* What you will do *
Copy out everything in the listing from the line containing "Localize orange basketball." down to the line containing "173, 109, 194, 120", both included, with the requests kept in place. Multiply each bounding-box coordinate in the answers by 1.35 and round it to a whole number, rounding halves up, but leave the requests and their sample coordinates unchanged.

#### Records for this exercise ####

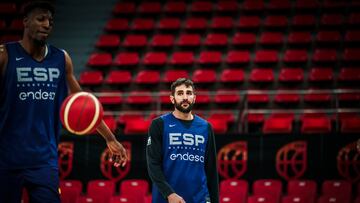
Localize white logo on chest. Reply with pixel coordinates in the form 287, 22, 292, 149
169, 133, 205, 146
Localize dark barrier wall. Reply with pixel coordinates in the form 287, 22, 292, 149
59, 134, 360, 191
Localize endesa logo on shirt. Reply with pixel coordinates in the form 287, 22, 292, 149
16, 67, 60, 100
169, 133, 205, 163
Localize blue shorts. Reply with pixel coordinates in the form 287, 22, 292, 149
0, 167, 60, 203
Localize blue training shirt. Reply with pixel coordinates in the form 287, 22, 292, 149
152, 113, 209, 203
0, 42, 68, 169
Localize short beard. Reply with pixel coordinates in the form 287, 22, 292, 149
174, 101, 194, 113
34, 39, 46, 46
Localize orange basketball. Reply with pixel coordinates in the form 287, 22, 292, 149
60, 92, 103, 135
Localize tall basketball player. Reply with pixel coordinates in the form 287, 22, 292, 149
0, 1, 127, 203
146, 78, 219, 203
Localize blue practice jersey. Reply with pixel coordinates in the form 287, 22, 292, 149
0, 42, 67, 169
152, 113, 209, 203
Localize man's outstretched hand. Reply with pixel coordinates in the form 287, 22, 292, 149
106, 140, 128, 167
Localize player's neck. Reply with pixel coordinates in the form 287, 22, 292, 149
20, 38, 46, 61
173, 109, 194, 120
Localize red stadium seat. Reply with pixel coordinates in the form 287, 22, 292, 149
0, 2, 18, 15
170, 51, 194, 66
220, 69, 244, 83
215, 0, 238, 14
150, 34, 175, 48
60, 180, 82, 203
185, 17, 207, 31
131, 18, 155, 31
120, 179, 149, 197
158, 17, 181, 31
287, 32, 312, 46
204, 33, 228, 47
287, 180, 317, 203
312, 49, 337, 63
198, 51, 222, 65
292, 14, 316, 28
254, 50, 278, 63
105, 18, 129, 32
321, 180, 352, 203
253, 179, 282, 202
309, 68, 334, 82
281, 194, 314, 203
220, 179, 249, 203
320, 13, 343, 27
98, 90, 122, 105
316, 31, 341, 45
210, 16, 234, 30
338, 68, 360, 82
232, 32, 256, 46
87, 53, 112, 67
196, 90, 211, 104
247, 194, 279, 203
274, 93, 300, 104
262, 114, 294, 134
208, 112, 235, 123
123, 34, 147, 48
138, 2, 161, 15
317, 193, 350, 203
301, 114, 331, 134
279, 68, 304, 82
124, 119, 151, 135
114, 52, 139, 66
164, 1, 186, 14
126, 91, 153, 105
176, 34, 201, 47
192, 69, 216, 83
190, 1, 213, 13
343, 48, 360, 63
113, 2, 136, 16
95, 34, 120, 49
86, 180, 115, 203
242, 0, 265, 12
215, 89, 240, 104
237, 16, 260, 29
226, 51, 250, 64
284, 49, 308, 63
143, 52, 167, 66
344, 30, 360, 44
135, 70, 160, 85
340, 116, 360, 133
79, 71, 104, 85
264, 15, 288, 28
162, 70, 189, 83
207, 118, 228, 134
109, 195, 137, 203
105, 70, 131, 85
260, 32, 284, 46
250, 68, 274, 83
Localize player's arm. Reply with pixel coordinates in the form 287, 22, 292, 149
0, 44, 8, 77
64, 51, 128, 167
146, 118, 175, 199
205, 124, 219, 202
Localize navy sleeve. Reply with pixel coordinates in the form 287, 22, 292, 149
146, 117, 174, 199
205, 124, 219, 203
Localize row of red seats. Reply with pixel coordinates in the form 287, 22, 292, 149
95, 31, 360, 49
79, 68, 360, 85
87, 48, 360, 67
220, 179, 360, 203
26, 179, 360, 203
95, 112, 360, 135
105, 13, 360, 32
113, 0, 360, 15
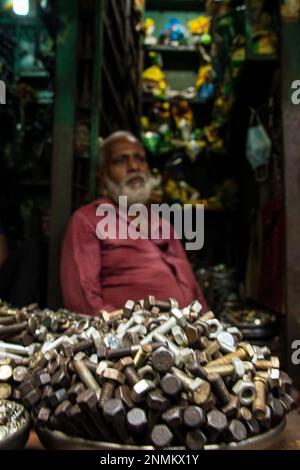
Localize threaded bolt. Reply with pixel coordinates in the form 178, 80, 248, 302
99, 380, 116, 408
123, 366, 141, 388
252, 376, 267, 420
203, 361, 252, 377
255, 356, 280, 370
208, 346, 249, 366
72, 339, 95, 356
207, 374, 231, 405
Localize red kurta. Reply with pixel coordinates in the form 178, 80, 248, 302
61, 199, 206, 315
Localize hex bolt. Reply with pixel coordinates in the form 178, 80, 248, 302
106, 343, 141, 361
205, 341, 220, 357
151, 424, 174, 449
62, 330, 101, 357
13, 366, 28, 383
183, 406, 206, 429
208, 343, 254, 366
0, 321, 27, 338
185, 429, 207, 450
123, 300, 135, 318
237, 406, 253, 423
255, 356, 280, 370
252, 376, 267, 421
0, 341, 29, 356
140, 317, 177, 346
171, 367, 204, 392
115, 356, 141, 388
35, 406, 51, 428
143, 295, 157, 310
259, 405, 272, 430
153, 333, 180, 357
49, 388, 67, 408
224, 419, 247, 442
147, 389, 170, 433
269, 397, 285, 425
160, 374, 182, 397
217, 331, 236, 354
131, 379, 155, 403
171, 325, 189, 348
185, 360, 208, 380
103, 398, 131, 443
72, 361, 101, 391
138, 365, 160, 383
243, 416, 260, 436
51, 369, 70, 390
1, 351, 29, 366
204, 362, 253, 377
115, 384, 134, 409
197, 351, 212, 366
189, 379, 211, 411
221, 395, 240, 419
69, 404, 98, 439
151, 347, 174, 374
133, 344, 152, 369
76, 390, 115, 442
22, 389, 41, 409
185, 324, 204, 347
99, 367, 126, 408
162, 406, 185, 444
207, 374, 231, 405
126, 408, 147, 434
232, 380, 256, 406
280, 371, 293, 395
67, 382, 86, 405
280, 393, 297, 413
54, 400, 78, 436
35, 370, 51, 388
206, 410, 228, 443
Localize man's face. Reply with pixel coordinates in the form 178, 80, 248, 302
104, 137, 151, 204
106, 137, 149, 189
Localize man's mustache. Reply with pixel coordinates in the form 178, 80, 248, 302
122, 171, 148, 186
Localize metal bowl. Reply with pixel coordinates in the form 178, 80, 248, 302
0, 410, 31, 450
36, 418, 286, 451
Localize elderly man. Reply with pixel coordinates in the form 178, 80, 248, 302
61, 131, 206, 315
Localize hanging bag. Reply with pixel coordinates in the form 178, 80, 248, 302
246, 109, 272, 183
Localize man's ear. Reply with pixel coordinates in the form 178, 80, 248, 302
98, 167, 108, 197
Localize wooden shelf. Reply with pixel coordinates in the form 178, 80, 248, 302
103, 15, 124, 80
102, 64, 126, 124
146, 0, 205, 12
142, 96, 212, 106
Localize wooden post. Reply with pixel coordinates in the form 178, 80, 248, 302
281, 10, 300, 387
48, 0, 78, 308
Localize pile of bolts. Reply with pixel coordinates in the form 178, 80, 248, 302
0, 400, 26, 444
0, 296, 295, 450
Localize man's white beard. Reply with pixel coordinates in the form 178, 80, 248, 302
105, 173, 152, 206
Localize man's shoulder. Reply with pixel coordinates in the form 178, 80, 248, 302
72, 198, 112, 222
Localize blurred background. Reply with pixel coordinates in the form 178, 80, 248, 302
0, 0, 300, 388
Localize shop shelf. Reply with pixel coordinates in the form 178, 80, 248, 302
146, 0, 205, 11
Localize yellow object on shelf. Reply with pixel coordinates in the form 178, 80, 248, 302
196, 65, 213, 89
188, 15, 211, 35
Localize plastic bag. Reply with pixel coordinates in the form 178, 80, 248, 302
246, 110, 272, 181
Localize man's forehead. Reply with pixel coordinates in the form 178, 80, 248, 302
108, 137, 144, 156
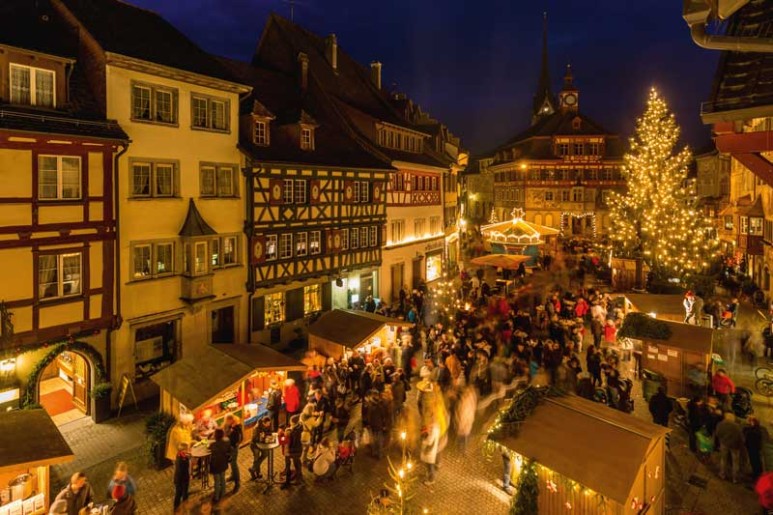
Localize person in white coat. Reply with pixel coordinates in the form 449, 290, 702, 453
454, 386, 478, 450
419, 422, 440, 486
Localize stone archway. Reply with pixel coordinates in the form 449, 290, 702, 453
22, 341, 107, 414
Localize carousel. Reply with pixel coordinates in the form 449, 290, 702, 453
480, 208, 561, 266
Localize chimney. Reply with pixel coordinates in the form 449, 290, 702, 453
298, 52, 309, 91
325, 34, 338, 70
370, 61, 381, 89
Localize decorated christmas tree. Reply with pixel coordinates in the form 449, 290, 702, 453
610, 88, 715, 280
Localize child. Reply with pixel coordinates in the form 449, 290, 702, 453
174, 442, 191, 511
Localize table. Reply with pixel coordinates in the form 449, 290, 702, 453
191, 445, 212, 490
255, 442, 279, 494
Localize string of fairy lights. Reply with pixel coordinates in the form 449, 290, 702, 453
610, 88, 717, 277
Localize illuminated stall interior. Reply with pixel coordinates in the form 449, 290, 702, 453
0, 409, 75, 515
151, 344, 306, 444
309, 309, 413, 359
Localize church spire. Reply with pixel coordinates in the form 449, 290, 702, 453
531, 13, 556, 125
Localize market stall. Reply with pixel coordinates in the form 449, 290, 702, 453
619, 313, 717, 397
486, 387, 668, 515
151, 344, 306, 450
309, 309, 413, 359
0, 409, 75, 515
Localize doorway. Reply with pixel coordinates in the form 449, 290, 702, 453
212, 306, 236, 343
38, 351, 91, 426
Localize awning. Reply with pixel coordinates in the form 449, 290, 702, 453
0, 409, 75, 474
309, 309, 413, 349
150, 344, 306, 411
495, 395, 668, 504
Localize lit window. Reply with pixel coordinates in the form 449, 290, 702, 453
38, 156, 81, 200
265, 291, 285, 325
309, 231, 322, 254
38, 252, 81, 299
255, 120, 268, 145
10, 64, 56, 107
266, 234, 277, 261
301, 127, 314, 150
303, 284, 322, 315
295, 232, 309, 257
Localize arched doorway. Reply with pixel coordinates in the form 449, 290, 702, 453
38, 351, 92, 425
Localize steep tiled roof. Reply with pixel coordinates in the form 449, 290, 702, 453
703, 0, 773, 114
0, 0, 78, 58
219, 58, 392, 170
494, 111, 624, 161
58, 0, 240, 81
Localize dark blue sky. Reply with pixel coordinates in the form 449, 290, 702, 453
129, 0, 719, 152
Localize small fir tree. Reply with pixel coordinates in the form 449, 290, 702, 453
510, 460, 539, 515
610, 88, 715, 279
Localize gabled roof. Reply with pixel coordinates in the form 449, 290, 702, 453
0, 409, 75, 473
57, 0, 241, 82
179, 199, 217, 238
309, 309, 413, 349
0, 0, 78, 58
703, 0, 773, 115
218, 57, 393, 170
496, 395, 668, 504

####
#### Records for this exercise ####

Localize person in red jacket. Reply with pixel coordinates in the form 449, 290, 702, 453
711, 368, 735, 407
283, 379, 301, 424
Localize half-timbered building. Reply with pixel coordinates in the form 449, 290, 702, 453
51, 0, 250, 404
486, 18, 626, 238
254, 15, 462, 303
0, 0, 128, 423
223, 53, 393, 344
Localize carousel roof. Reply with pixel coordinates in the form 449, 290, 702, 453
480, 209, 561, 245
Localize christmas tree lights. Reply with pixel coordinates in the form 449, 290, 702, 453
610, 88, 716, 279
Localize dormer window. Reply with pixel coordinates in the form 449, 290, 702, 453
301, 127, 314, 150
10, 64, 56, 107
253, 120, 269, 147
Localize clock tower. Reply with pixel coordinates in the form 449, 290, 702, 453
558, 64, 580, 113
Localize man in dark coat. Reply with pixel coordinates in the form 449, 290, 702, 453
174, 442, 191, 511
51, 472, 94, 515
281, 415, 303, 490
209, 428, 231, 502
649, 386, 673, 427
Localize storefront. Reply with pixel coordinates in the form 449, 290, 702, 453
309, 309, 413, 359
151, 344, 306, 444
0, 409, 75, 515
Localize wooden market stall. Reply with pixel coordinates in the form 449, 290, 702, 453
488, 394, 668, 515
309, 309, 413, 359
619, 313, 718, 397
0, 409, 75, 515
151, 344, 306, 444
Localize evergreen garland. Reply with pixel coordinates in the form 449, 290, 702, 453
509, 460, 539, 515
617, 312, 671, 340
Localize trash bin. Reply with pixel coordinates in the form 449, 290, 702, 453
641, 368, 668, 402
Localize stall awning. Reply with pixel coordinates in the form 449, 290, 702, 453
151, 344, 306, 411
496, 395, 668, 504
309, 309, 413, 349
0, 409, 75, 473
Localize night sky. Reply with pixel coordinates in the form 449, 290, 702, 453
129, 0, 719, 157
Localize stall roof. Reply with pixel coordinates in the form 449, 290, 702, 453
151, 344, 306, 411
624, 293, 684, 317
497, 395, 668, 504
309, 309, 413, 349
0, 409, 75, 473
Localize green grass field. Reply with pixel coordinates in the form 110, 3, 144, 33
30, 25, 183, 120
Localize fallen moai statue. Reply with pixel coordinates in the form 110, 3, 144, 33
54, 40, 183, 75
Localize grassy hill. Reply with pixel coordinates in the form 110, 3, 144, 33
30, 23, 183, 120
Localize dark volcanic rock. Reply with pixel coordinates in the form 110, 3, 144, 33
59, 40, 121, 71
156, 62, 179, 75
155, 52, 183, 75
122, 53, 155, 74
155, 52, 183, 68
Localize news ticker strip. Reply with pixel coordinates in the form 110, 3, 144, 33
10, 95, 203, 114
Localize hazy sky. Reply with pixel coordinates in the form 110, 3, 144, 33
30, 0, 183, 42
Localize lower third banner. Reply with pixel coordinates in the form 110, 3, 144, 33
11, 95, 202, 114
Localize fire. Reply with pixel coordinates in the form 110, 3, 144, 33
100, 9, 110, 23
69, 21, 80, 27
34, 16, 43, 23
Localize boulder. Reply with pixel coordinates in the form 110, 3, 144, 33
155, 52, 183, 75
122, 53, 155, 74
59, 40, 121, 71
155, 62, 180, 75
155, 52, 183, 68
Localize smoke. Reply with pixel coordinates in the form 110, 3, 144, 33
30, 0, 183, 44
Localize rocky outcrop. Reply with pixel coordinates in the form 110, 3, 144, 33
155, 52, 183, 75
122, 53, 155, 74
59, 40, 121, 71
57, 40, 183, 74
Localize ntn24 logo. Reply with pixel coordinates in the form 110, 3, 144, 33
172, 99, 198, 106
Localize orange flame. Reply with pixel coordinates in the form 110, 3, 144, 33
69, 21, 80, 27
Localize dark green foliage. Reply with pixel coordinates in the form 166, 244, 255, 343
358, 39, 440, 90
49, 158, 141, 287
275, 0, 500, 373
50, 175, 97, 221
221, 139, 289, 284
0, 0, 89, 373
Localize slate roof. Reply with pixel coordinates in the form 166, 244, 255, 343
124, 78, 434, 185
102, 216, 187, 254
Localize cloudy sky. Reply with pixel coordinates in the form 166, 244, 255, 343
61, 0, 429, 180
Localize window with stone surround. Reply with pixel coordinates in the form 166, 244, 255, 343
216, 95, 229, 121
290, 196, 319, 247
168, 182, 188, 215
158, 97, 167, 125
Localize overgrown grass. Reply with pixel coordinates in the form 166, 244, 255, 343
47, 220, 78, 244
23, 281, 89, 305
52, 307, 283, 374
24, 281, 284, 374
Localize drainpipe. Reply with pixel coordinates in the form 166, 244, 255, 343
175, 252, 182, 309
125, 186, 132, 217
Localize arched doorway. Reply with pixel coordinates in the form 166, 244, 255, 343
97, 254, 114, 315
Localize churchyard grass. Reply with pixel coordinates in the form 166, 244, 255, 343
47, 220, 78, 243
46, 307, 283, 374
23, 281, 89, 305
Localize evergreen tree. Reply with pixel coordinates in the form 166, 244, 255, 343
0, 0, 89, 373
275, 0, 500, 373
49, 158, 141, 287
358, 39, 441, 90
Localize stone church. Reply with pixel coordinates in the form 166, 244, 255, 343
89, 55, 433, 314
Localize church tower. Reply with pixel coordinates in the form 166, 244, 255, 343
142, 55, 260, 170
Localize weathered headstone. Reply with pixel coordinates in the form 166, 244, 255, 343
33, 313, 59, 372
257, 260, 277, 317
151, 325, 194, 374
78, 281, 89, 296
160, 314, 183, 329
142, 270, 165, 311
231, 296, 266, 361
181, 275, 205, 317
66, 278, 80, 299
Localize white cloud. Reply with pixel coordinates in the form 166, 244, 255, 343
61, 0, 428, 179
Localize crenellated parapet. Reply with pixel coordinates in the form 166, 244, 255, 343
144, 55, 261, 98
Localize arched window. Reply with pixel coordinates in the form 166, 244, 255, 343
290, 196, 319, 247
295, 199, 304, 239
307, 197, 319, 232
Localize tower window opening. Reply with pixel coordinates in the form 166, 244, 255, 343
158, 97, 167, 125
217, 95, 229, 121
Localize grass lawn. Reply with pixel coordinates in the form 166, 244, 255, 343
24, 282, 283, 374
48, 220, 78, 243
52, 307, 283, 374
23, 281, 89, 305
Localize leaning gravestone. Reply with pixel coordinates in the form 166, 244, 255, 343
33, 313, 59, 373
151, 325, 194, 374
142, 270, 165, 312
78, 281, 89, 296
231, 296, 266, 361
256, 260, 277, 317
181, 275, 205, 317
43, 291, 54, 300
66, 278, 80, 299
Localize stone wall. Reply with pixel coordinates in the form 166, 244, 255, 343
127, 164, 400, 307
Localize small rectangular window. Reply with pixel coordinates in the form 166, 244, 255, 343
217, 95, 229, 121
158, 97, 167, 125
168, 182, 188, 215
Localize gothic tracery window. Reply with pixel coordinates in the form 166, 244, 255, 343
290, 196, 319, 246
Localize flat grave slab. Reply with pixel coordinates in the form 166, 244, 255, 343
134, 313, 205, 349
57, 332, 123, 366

####

* Answer to this exercise *
Localize orange basketball. Reply with pixel coordinates in the form 287, 22, 292, 149
81, 124, 139, 182
Localize tall basketball player. Reply with pixel coordinates in the form 287, 22, 292, 149
0, 1, 171, 274
197, 105, 296, 274
Localize blue practice jersey. Reply with pixel coordinates in the form 287, 22, 292, 149
0, 57, 90, 228
205, 153, 282, 274
Localize man's outstretched hand. Reply with pixel coordinates in the form 287, 22, 292, 149
143, 189, 173, 225
Localize player's neck. Reply with pixel coordinates in the form 287, 22, 292, 149
27, 51, 62, 82
234, 147, 262, 162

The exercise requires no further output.